Task list:
• A. Decide whether each statement below agrees with the commentary on cosmetic surgery in South Korea, answering yes or no and quoting the deciding words from the text: (i) a Seoul city government survey found 31.5 percent of residents 15 or older willing to undergo surgery to improve their looks; (ii) cosmetic surgery in South Korea is covered by national health insurance; (iii) the Trend Monitor survey was carried out in 2007.
• B. Extend the commentary on cosmetic surgery in South Korea, beginning after its final sentence.

Document excerpt:

I write frequently in this space about ethnic cosmetic surgery because of my abiding interest in the topic. As a Filipino-American, I am mindful of the many ways that politics, culture, and shifting standards of beauty inform the various nonwhite patients who visit my Los Angeles facial plastic surgery offices. Recently this NYT story caught my eye: titled “In South Korea, Plastic Surgery Comes Out of the Closet,” the article details the many ways that cosmetic surgery has taken Korea by storm.
The statistics are remarkable:
Cosmetic surgery is not covered by national health insurance, making it difficult to determine the exact size of the industry. A survey last year by the Seoul city government found that 31.5 percent of residents 15 or older were willing to undergo surgery to improve their looks. In 2007 the percentage was 21.5.
In a 2009 survey by the market research firm Trend Monitor, one of every five women in Seoul between the ages of 19 and 49 said they had undergone plastic surgery.

Material provided:
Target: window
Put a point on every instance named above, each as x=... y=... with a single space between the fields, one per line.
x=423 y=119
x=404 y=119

Task-by-task answers:
• A.
(i) Yes: "31.5 percent of residents 15 or older were willing to undergo surgery to improve their looks."
(ii) No: "Cosmetic surgery is not covered by national health insurance."
(iii) No: "In a 2009 survey by the market research firm Trend Monitor."

• B.
The article goes on to detail the extraordinary fact that despite such widespread acceptance of cosmetic surgery, it was only recently that anyone felt comfortable talking about their own “work” in a public forum:
“It used to be all hush-hush when mothers brought their daughters in for a face-lift before taking them to match-makers,” said Dr. Park Sang-hoon, head of ID Hospital. “Now young women go plastic surgery shopping around here.”
Now, reasonable people might disagree about whether this is a positive or a negative development. I am generally of the mind that cosmetic surgery is a personal decision, and that any stigma associated with enhancing your appearance should be replaced by understanding and acceptance. That said, these numbers do feel unusually high, even to an experienced Los Angeles cosmetic surgeon like me.